§ Aim
Return the material word for word. Do not include the pictures.

[Start Data listing]

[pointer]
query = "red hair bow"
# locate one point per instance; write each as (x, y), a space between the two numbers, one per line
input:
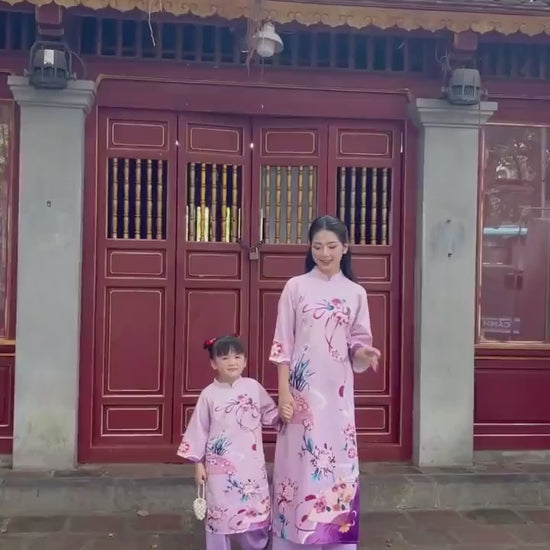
(209, 343)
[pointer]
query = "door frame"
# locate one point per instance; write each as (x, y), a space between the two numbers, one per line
(248, 99)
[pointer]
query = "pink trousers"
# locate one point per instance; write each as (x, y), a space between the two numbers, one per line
(251, 540)
(281, 544)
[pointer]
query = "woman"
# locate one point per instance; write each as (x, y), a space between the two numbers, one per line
(322, 335)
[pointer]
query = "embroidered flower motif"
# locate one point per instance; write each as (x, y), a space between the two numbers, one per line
(287, 492)
(276, 349)
(246, 489)
(322, 458)
(184, 447)
(321, 505)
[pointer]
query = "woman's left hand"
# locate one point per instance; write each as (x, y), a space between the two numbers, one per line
(366, 358)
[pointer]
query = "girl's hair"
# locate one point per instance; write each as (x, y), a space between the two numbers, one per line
(338, 227)
(224, 345)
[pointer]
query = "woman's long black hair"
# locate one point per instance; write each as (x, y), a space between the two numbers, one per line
(338, 227)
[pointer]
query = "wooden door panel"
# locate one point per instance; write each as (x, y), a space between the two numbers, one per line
(7, 363)
(131, 395)
(364, 190)
(212, 255)
(289, 190)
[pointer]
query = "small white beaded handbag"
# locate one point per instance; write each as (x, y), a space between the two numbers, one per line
(199, 504)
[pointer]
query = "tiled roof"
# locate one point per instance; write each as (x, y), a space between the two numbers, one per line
(530, 17)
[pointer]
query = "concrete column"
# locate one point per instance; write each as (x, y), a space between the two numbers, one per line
(446, 280)
(49, 272)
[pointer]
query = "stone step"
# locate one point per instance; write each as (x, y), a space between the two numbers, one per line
(502, 529)
(170, 489)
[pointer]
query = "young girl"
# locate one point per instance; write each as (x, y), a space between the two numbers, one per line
(322, 336)
(224, 439)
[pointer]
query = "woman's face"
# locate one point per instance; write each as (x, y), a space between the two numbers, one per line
(327, 251)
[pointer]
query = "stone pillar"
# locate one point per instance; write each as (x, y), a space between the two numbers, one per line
(49, 274)
(445, 304)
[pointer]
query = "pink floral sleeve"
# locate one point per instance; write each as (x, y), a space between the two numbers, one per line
(195, 438)
(268, 409)
(283, 341)
(360, 330)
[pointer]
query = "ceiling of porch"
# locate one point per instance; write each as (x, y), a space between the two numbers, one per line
(530, 17)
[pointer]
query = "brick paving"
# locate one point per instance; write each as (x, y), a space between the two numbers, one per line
(500, 529)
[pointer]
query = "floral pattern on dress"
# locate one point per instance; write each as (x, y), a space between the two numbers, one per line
(316, 488)
(225, 431)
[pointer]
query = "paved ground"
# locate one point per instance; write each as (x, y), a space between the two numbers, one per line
(475, 530)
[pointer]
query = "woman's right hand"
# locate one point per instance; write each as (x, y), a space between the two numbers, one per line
(286, 406)
(200, 473)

[End Data listing]

§ Output of the exercise
[pointer]
query = "red hair bow"
# locate one point per instance; write each as (x, y), a space between the two numbers, one per line
input:
(209, 343)
[pointer]
query = "door frame"
# locate one point per instance; write each as (x, y), a space between the two numbers, one per line
(248, 99)
[pointer]
query = "pink trousers"
# locate one point per instance; write each as (x, y), a space between the two numbers, one per line
(251, 540)
(281, 544)
[pointer]
query = "woman"
# locate one point per instance; write each as (x, y), a space between the two numbers, one per line
(322, 335)
[pointer]
query = "embroidered flower motif"
# locate one point per instance; write each as (x, y), a space between the two numbers, one per line
(287, 492)
(276, 349)
(246, 489)
(322, 458)
(184, 447)
(321, 505)
[pointer]
query = "woman's left hand"
# locate one point per instance; write each as (x, y), a space between the two numbers, one per line
(366, 358)
[pointer]
query = "girl's hair"
# locate one point per instance; write each as (x, y), a space between the two numbers, one per line
(338, 227)
(224, 345)
[pointer]
query = "woman's long black hair"
# locate one point per instance; write each as (x, y), a space between the two numbers, one per line
(338, 227)
[pointer]
query = "wooden door panel"
# locate one point per instance; write each as (x, y), a space between the two numbers, one per line
(7, 363)
(131, 395)
(364, 190)
(212, 255)
(289, 190)
[pointer]
query = "small white beaded handbag"
# locate one point per instance; write each as (x, y), a space between the two numbers, one per line
(199, 504)
[pointer]
query = "tiled roof"
# locate one point per instance; write each as (x, y), a space between the two numbers, one per line
(530, 17)
[pointer]
query = "concrete column"
# locate one point per instance; write each as (x, y), a space between the two numbers, one per line
(446, 280)
(49, 272)
[pointer]
query = "stone step"
# locate one point per instance; write each as (x, y), a space between the two numbers, one per line
(502, 529)
(170, 489)
[pointer]
query = "young girl"
# locate one point per instance; write each as (x, y), a space between the two numbers, one per line
(322, 336)
(224, 439)
[pointer]
query = "woman's face"
# locate one point per instance; write each as (x, y), a space between the two numbers, one per line
(327, 251)
[pointer]
query = "stone pillar"
# locate one point per instance; write each as (x, y), a space between the two numbers, one per line
(49, 274)
(445, 304)
[pointer]
query = "pink floral sleeve"
# locate one point per instance; write each as (x, y), a space between the two numbers, one per line
(195, 438)
(268, 409)
(283, 341)
(360, 330)
[pointer]
query = "ceiling of porch"
# locate one point per instance; write each as (x, y), a space between the two numbers, one per line
(530, 17)
[pointer]
query = "brick paving"
# locate one point per instance; write each as (x, y), a space between the two numbers, one per line
(500, 529)
[pointer]
query = "floral pattern on dress"
# locate one point per instance; write each as (x, y), a space between the two numbers, one per line
(316, 488)
(225, 431)
[pointer]
query = "paved ground"
# locate one point per instance; write each as (x, y), a space between the two numbers, one per line
(475, 530)
[pointer]
query = "woman's right hand"
# locate one point per instance; write each as (x, y), a space between the two numbers, one per line
(286, 406)
(200, 473)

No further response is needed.